## WHAT YOU SHOULD DO:
Copy out each line of the records that contains the string "windshield", matching case exactly.

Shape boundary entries
* begin *
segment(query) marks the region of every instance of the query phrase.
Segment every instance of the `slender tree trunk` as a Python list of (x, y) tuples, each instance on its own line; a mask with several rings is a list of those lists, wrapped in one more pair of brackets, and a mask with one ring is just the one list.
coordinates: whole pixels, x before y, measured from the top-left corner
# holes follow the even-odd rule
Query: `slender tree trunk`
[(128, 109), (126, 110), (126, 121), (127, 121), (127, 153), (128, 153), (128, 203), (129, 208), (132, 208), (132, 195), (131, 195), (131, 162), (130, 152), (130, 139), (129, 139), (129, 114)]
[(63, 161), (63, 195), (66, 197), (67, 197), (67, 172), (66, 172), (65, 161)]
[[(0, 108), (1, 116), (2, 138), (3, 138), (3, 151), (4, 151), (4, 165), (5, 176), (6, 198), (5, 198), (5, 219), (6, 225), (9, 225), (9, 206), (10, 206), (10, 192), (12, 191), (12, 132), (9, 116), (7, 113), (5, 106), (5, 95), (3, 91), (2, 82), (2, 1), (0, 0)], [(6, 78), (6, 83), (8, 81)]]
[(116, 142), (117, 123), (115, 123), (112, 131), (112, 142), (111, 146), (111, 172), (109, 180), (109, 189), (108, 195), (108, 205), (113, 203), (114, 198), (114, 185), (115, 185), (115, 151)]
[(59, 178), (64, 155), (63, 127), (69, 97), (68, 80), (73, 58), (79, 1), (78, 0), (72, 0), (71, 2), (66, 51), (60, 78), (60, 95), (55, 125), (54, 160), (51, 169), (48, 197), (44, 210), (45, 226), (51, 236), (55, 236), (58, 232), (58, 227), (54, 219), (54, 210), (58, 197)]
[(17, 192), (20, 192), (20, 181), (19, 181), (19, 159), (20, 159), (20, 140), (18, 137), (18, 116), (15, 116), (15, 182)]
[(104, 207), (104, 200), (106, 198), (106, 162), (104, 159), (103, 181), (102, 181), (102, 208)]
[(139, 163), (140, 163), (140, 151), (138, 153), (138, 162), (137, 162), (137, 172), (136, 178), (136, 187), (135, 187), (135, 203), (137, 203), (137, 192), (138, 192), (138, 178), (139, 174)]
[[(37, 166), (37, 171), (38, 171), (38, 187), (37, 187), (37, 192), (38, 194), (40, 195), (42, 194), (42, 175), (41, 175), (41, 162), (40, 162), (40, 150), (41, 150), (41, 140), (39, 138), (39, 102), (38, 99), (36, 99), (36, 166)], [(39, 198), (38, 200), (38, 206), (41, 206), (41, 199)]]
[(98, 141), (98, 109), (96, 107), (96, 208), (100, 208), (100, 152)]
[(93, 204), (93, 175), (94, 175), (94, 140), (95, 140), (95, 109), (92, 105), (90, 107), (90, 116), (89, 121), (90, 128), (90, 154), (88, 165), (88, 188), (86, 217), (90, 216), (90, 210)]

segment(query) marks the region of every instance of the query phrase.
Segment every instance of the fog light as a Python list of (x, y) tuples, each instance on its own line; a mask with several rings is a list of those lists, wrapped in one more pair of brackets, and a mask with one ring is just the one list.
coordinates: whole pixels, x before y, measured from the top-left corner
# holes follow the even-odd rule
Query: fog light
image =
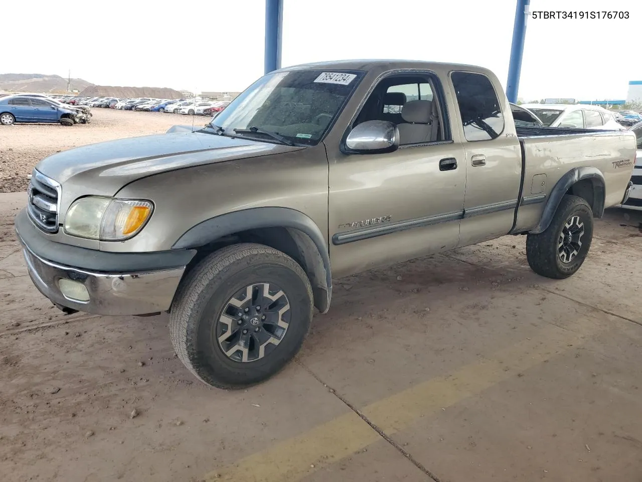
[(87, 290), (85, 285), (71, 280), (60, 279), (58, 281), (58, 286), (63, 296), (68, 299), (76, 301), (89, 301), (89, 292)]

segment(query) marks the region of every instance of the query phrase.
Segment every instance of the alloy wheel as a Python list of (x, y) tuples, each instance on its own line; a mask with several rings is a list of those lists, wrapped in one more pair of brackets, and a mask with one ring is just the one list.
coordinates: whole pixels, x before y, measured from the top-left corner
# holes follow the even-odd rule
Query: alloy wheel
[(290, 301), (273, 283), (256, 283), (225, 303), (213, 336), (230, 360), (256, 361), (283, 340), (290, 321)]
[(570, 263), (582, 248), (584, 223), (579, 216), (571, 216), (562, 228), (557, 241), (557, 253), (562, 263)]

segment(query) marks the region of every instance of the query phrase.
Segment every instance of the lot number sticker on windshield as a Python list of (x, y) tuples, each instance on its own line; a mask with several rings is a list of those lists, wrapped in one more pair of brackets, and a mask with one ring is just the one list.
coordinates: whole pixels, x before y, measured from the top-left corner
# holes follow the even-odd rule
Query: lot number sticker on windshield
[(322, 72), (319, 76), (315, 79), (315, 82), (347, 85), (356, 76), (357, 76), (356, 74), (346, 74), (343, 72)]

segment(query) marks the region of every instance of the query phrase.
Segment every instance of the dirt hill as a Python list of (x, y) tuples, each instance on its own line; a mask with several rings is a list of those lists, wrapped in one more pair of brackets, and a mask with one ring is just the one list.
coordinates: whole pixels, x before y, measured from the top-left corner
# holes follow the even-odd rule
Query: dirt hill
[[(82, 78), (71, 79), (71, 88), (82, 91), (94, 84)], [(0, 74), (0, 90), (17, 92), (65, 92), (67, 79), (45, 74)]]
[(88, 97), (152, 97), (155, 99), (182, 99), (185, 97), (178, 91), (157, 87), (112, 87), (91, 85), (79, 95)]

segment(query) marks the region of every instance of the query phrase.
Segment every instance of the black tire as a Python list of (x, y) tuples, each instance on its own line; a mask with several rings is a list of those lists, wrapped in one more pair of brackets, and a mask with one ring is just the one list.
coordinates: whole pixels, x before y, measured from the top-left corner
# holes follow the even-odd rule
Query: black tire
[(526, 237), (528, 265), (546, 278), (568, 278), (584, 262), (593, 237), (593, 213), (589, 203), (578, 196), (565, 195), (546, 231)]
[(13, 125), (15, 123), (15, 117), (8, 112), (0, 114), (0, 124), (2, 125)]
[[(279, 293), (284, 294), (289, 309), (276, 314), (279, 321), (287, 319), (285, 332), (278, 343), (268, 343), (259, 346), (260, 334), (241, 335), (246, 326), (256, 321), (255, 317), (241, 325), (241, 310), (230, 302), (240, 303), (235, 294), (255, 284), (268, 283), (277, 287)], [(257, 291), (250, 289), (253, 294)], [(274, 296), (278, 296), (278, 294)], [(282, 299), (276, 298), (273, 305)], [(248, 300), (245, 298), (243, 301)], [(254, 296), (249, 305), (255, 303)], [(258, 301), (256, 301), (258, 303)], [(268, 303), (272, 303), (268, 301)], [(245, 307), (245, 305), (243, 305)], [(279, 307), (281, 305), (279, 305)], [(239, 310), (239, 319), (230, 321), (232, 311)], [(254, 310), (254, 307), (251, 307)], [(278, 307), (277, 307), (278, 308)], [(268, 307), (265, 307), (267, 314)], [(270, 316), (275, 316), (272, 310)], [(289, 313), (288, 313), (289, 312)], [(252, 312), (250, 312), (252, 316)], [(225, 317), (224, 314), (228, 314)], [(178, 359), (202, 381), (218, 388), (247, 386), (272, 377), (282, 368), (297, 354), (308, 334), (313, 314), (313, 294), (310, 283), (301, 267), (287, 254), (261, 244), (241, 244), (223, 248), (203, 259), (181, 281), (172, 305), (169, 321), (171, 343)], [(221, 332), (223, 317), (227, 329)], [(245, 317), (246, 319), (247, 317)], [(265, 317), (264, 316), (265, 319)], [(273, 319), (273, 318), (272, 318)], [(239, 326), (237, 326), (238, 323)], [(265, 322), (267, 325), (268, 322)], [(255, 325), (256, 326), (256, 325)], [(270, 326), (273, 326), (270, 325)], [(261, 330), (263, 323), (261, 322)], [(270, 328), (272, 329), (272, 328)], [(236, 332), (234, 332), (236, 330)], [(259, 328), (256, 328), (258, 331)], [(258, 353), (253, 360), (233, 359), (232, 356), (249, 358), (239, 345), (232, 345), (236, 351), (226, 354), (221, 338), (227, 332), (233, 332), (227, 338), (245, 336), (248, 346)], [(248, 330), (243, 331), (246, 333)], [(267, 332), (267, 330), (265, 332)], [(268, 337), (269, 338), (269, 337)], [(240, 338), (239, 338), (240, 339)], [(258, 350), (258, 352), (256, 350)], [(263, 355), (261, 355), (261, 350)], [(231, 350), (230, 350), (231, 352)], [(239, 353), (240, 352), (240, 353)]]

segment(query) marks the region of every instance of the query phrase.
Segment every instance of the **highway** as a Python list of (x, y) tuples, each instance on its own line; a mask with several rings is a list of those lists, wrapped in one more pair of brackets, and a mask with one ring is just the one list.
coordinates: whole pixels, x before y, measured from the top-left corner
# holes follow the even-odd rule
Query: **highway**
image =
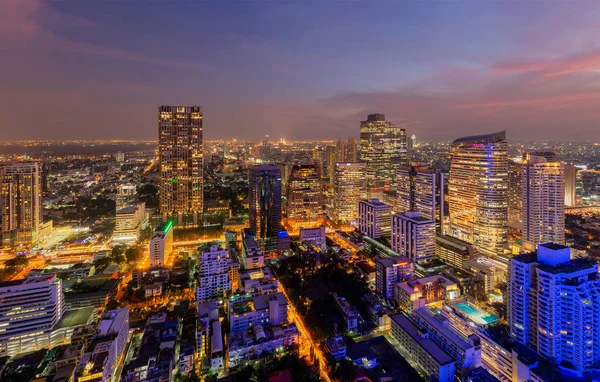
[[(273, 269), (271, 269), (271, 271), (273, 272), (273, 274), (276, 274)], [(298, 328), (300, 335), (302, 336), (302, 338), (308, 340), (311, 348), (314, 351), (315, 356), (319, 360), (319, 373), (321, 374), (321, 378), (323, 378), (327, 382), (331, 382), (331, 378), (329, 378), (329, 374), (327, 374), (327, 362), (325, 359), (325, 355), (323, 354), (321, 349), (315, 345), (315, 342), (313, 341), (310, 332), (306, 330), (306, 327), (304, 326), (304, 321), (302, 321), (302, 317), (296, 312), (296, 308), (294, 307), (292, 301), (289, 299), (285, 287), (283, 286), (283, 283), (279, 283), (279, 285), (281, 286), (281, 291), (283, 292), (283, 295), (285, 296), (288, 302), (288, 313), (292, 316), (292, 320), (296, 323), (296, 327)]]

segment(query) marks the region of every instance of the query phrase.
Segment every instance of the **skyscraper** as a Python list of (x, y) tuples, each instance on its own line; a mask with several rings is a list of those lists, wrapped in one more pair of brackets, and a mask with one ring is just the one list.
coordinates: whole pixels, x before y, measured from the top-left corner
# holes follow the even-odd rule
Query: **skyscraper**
* end *
* begin *
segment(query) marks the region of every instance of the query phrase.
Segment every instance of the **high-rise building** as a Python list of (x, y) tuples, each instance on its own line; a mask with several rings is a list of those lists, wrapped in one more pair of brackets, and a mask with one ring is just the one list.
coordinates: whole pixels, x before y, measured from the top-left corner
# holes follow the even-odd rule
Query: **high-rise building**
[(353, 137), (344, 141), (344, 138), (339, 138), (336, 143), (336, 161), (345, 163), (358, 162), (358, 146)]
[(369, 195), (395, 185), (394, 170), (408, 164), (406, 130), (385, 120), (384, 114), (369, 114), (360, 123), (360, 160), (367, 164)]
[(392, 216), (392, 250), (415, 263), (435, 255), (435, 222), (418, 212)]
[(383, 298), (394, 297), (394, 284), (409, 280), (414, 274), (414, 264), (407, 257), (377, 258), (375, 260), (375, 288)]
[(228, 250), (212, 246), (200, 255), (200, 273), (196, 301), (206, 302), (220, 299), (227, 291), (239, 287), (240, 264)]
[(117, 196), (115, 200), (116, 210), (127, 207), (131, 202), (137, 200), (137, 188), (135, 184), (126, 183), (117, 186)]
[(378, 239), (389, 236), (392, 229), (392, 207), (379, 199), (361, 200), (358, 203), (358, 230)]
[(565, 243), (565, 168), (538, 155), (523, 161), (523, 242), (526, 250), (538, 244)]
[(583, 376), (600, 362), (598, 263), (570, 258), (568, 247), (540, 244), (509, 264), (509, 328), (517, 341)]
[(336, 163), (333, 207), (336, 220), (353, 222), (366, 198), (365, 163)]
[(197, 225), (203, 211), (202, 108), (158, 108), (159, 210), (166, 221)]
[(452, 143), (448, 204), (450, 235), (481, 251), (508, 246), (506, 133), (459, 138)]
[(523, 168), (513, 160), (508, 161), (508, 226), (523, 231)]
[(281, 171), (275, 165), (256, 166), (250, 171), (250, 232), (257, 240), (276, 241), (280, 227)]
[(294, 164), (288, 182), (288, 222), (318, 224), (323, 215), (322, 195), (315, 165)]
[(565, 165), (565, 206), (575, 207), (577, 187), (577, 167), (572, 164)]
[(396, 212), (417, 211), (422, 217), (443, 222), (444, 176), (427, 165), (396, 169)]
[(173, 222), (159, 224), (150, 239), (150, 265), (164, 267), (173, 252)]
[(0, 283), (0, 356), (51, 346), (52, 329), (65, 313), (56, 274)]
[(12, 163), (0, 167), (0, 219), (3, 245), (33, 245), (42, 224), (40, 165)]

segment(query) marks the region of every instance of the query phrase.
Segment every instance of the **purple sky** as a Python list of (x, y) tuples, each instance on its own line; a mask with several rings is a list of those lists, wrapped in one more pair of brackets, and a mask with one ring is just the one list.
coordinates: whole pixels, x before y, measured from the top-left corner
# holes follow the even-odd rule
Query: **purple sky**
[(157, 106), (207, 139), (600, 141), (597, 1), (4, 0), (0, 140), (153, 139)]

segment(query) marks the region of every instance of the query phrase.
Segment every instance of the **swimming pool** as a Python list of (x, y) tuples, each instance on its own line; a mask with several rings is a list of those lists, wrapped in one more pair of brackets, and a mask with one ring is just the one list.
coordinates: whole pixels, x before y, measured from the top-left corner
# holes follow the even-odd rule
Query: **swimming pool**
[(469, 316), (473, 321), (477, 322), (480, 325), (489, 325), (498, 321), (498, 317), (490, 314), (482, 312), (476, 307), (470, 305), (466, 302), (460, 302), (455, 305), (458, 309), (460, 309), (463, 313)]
* end *
* begin *
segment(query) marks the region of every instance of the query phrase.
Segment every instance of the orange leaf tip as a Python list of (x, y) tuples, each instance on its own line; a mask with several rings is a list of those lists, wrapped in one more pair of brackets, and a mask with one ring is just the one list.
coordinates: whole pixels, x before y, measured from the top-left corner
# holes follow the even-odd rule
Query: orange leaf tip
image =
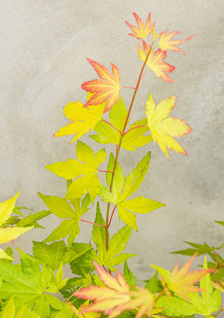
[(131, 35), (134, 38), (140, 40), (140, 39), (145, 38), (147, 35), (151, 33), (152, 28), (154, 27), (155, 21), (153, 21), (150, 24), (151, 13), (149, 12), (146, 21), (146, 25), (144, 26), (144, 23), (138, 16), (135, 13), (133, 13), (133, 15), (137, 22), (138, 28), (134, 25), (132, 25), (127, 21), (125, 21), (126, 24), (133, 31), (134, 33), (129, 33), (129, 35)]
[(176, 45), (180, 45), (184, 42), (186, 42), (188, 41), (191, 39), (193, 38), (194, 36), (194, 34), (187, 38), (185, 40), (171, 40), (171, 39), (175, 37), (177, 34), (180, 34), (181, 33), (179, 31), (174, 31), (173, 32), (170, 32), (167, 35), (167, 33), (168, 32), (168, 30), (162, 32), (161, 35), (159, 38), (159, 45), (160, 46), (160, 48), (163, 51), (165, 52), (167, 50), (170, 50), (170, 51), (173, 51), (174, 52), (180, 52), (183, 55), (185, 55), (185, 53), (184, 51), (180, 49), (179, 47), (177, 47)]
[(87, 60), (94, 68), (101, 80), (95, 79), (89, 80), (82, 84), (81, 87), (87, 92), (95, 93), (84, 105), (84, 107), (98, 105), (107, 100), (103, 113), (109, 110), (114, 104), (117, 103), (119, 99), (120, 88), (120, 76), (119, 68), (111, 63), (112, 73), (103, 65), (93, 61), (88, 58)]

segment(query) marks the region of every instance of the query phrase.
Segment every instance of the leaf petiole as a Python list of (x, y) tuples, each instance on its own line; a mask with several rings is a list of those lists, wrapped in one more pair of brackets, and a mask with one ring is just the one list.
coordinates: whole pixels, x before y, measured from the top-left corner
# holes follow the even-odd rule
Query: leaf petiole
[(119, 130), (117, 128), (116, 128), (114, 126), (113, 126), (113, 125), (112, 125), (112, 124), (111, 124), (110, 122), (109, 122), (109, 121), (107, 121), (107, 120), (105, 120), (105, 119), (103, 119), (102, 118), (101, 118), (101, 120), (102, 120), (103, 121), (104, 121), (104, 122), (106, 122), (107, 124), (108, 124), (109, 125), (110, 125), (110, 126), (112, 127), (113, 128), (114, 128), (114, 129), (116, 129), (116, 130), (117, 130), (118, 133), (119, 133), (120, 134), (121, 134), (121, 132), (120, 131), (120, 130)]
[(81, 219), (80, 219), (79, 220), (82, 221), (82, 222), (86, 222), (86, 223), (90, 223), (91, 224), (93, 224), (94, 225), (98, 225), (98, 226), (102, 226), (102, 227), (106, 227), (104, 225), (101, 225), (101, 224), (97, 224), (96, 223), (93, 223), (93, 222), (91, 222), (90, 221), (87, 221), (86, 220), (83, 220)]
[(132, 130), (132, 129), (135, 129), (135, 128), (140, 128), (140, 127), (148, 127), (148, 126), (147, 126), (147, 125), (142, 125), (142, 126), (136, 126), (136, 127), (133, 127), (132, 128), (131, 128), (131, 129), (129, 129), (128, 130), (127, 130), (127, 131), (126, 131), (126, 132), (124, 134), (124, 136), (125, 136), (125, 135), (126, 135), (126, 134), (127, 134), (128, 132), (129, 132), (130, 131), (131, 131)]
* end *
## REPLY TO THE EXERCISE:
Segment every instance of the lot number sticker on windshield as a Python list of (x, y) tuples, each instance on its own line; a mask with several rings is a list of those lists, wrapped in one more pair of brackets, and a mask with one ring is just the one list.
Query: lot number sticker on windshield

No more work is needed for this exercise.